[Set problem] Please decide whether each statement agrees with the nonparametric statistics course notes below. Answer yes or no for each, and quote the deciding words. 1. Office hours take place on Tuesdays. 2. Nonparametric tests are scheduled for the sixth lesson. 3. Questions during lectures are discouraged.

[Excerpt provided]
————
Notes for Nonparametric Statistics
MSc in Statistics for Data Science at Carlos III University of Madrid
The course is designed to have, roughly, one lesson per each main topic in the syllabus. The schedule is tight due to time constraints, which will inevitably make the treatment of certain methods a little superficial compared with what it would be the optimal. Nevertheless, the course will hopefully give you a respectable panoramic view of different available methods for nonparametric statistics. A broad view of the syllabus and its planning is:
- Introduction (first lesson)
- Kernel density estimation I (first/second lesson)
- Kernel density estimation II (second/third lesson)
- Kernel regression estimation I (fourth/fifth lesson)
- Kernel regression estimation II (fifth/sixth lesson)
- Nonparametric tests (seventh lesson)
Some logistics for the development of the course follow:
- The office hours are Tuesdays from 9:30 to 10:30, at the classroom in which the session is to take place. Please send me an email with a reasonable anticipation indicating that you intend to attend to the office hours, as otherwise I may not be around.
- Questions and comments during lectures are mostly welcome. So just go ahead and fire! Particularly if these are clarifications, comments or alternative perspectives that may help the rest of the class.
- Detailed course evaluation guidelines can be found here.
Main references and credits
Several great reference books have been used for preparing these notes. The following list presents the books that have been consulted1:
- D’Agostino and Stephens (1986) (Section 6.1).
- Chacón and Duong (2018) (Sections 3.1, 3.2, 3.3, and 3.4)
- Fan and Gijbels (1996) (Sections 4.1, 4.2, and 4.3)
- DasGupta (2008) (Sections 1.1, 1.3, 1.4, and 6.1).
- Li and Racine (2007) (Section 5.1)
- Loader (1999) (Section 5.4)
- Scott (2015) (Sections 2.1, 2.2, and 2.4)).
- Silverman (1986) (Sections 2.2 and 2.4).
————
[Stored data]
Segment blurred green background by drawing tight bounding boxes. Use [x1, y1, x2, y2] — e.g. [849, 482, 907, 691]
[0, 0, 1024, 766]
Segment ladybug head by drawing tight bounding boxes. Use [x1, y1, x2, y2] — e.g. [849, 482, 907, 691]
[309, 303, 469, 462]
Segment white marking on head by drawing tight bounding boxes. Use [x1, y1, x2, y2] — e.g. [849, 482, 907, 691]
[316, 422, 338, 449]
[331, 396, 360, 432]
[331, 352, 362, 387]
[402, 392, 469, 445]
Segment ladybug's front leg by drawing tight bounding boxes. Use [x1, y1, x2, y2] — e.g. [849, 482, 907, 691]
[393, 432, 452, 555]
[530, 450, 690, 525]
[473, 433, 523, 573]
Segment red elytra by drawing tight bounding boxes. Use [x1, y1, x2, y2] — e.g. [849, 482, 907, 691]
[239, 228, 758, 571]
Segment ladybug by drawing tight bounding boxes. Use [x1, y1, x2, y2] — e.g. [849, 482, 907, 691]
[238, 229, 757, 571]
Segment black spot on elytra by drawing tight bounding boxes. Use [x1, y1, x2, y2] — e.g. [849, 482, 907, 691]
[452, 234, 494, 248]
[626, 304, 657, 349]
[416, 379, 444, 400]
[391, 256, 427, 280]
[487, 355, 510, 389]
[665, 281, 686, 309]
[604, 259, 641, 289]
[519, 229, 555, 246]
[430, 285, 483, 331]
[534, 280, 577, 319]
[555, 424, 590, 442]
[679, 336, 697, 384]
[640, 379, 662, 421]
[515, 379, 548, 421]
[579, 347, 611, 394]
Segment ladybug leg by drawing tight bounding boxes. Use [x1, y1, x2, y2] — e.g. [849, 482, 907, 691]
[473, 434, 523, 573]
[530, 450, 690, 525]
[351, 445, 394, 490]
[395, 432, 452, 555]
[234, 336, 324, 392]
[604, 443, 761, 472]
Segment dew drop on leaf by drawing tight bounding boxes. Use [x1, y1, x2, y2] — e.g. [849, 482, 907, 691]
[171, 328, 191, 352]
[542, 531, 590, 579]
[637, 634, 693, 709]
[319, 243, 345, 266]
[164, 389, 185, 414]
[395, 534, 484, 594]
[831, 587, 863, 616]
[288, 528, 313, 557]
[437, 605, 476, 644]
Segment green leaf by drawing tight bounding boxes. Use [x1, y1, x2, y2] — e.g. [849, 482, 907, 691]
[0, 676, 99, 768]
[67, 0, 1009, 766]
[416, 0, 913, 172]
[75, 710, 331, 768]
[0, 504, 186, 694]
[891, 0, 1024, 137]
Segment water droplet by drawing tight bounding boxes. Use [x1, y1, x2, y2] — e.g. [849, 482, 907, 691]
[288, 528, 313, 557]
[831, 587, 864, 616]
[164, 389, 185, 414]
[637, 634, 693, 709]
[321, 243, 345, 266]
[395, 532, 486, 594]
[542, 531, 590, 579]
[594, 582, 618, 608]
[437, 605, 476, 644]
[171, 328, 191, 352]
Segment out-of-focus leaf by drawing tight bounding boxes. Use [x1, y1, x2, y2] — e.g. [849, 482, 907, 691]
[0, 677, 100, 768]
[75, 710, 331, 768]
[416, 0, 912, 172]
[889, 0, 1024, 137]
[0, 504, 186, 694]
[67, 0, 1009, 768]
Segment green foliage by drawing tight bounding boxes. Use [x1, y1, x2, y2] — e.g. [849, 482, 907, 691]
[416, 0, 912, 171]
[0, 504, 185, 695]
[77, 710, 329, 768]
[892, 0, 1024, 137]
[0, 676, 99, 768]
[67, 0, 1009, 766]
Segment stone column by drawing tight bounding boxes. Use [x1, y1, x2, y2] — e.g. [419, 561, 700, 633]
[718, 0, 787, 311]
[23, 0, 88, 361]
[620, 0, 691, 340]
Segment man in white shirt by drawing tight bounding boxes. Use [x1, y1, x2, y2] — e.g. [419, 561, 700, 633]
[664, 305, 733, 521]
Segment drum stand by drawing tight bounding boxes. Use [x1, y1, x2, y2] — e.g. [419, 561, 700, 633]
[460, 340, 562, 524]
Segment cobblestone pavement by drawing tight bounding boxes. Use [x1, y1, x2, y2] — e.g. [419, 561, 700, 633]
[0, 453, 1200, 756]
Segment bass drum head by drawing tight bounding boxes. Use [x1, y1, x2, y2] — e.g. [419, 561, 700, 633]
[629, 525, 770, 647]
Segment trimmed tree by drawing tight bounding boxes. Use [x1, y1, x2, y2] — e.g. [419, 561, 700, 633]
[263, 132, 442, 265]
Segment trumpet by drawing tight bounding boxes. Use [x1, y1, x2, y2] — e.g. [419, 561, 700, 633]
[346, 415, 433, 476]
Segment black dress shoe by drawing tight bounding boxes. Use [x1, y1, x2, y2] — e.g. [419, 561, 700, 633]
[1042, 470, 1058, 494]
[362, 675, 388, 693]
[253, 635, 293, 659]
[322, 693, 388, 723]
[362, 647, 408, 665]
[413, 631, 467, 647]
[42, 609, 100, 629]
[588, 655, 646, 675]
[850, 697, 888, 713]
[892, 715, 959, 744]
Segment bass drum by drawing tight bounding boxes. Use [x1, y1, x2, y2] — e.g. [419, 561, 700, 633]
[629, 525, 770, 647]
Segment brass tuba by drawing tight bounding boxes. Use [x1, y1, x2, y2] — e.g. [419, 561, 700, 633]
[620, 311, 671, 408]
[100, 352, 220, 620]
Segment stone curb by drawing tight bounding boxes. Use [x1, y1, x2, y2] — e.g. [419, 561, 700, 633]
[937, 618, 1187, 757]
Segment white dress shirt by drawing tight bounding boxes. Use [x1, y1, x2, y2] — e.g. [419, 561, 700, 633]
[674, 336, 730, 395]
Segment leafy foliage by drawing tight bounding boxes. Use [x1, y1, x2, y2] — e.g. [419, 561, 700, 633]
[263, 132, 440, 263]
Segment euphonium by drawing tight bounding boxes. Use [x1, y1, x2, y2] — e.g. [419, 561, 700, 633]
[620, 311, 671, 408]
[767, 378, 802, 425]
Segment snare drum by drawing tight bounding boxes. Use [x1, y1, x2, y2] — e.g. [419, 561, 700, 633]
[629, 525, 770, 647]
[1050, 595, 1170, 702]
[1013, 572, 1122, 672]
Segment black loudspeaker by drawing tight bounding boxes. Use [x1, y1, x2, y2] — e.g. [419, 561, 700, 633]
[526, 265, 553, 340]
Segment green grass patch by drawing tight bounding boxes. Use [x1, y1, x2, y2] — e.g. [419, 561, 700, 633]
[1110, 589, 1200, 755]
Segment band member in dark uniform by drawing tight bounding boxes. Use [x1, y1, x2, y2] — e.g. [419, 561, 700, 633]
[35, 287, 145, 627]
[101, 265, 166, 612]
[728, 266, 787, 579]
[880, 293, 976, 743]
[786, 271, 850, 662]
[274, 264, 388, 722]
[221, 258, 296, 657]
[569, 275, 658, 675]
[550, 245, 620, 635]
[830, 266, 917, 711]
————
[Task response]
1. Yes: "The office hours are Tuesdays from 9:30 to 10:30"
2. No: "Nonparametric tests (seventh lesson)"
3. No: "Questions and comments during lectures are mostly welcome."